> Directive:
Can you pick up the causal inference passage on sensitivity and mediation analysis right after its last sentence and keep writing it?

> Passage to read:

Extreme scenario sensitivity plots examine the sensitivity of the estimated effect under the conservative assumption that all or a large portion of the unexplained variance in the outcome is due to confounding. These plots help to explore the worst-case scenarios in terms of unobserved confounding.

plot(darfur.sensitivity, type = "extreme")

The default option for the extreme scenarios is r2yz.dx = c(1, 0.75, 0.5), which sets the association of confounders with the outcome to \(R^2_{Y \sim Z | X, D} = 100\%\), \(R^2_{Y \sim Z | X, D} = 75\%\), and \(R^2_{Y \sim Z | X, D} = 50\%\) (producing three separate curves). The bounds on the strength of association of a confounder being once, twice, or three times as strongly associated with the treatment as the effect of being female are shown as red ticks on the horizontal axis.

As the plot shows, even in the most extreme case of \(R^2_{Y \sim Z | X, D} = 100\%\), confounders would need to be more than twice as strongly associated with the treatment to fully explain away the point estimate. Moving to the scenarios \(R^2_{Y \sim Z | X, D} = 75\%\) and \(R^2_{Y \sim Z | X, D} = 50\%\), confounders would need to be more than three times as strongly associated with the treatment as the effect of being female in order to fully explain away the point estimate.

Mediation Analysis

Mediation analysis aims to explain the causal relationship between a treatment variable and an outcome variable by examining the intermediating mediatior variable. That is, it is a way to understand possible causal mechanism. It’s the “how” and “why” behind a cause-and-effect relationship.

Mediation analysis uses Sequential Ignorability which is a crucial assumption for identifying causal mechanisms. Formally,

\[ \newcommand{\indep}{\perp \!\!\! \perp} \begin{align} \{Y_i(t', m), M_i(t)\} &\indep T_i \mid X_i = x, \tag{1} \\ Y_i(t', m) &\indep M_i(t) \mid T_i = t, X_i = x, \tag{2} \end{align} \]

\(Eq.1\) Treatment assignment is ignorable: Given pre-treatment confounders, the treatment is statistically independent of potential outcomes and mediators. This is similar to the “no omitted variable bias” assumption in causal effect estimation.

\(Eq.2\)Mediator is ignorable: Given treatment status and pre-treatment confounders, the mediator is statistically independent of potential outcomes.

The second assumption is a particularly strict assumption as it seeks to assume that there is a complete absence of any post as well and pre-treatment confounders (both measured and unmeasured).

This assumption allows us to estimate the counterfactual outcomes we need to calculate the effects of the mediator, even though we cannot observe them directly.

Conceptually, mediation is understood by decomposing the total causal effect of a treatment on an outcome into the indirect effect (through the mediator) and the direct effect (all other causal pathways). The indirect effect is also known as the causal mediation effect.

Decomposed effects

Average Causal Mediation Effect (ACME): The average change in the outcome variable that would occur if the mediator were changed from the value it would take under the control condition to the value it would take under the treatment condition, while holding the treatment variable constant.

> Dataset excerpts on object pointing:
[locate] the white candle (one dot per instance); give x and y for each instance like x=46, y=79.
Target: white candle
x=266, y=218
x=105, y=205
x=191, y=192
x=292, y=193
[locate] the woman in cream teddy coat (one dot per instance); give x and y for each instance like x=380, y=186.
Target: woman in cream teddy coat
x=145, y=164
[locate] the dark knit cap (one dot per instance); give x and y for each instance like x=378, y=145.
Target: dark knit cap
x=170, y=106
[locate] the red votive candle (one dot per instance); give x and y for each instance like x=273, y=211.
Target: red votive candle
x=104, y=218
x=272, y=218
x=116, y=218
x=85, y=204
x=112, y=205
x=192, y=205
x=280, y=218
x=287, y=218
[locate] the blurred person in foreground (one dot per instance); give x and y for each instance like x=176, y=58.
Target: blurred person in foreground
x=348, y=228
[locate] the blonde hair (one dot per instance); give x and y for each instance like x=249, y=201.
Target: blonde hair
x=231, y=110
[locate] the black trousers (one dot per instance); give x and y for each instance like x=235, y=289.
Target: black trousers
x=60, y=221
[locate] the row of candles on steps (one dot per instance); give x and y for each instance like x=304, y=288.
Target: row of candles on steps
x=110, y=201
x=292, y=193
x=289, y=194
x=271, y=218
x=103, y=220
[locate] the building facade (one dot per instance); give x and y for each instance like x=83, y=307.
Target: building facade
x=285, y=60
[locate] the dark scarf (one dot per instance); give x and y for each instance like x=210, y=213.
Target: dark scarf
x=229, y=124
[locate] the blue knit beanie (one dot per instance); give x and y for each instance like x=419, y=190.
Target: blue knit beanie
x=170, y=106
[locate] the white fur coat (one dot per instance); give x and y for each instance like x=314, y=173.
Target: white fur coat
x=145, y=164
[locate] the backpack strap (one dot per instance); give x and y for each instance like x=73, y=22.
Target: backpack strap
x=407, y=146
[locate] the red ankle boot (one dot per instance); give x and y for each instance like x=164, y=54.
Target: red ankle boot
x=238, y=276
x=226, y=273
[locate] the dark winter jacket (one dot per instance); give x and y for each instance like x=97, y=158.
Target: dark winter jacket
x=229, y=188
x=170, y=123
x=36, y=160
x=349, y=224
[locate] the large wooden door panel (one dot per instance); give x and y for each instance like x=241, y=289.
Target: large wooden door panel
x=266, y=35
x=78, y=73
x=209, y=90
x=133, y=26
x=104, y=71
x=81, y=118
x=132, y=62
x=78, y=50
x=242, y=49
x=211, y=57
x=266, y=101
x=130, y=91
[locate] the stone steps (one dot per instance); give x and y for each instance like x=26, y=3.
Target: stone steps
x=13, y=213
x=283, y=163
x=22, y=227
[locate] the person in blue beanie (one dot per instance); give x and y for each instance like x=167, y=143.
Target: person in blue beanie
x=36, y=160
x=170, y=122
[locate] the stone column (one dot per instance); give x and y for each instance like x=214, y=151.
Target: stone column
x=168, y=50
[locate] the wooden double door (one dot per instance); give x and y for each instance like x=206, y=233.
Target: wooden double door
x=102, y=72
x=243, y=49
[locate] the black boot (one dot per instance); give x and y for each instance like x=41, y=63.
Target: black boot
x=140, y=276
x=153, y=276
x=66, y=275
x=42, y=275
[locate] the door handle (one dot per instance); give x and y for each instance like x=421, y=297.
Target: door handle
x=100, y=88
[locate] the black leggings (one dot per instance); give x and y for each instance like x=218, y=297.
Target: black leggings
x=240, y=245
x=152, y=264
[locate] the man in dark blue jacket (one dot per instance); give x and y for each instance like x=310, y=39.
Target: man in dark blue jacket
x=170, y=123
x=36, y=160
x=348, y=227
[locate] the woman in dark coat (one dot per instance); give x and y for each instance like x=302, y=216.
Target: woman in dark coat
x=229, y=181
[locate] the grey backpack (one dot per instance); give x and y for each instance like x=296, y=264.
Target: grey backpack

> Expected answer:
Average Direct Effect (ADE): The average change in the outcome variable that would occur due to the treatment, independent of any effect mediated through the mediator variable.

How to do mediation analysis

  1. Model mediator as function of \(Tr\) and \(X\)s.

  2. Model outcome as function of \(Mediator\), \(Tr\), and \(Xs\).

  3. Based on (1) produce two set of prediction values of mediators for \(Tr =1\) and \(Tr = 0\).

  4. Make outcome predictions from (2).

    • Outcome predicted under treatment using predicted mediator values under \(Tr=1\).

    • Outcome predicted under treatment, now using predicted mediator values under \(Tr=0\).

    • ACME is calculated using average difference between the above two.

Refer to Tingley et al. (2014) for thorough details of the code below. The details of the mediation analysis on framing experiment used as an example here is explained in Imai et al. (2011) and the original framing experiment is from the paper by Brader, Valentino, and Suhay (2008) .

Paper:

Brader, T., Valentino, N. A., & Suhay, E. (2008). What Triggers Public Opposition to Immigration? Anxiety, Group Cues, and Immigration Threat. American Journal of Political Science, 52(4), 959–978. https://www.jstor.org/stable/25193860

Abstract:

We examine whether and how elite discourse shapes mass opinion and action on immigration policy. One popular but untested suspicion is that reactions to news about the costs of immigration depend upon who the immigrants are. We confirm this suspicion in a nationally representative experiment: news about the costs of immigration boosts white opposition far more when Latino immigrants, rather than European immigrants, are featured. We find these group cues influence opinion and political action by triggering emotions-in particular, anxiety-not simply by changing beliefs about the severity of the immigration problem. A second experiment replicates these findings but also confirms their sensitivity to the stereotypic consistency of group cues and their context. While these results echo recent insights about the power of anxiety, they also suggest the public is susceptible to error and manipulation when group cues trigger anxiety independently of the actual threat posed by the group.

Exploratory Data Analysis

library(mediation)
# data 
data("framing", package = "mediation")

# codebook for dataset 
# ?framing

# treat - product of two treatment variables. Equal to one when the story focuses on costs and features Latino immigrants

ggplot(framing, aes(x = as.factor(treat))) +
  geom_bar(fill = "steelblue", color = "black") +
  labs(x = "Treatment", y = "Count", title = "Histogram of Treatment Groups") +
  theme_minimal()

# mediator - lower scores equal more negative emotion

ggplot(framing, aes(x =emo)) +
  geom_bar(fill = "steelblue", color = "black") +
  labs(x = "Mediator", y = "Count", title = "Mediator Distribution") +
  theme_minimal()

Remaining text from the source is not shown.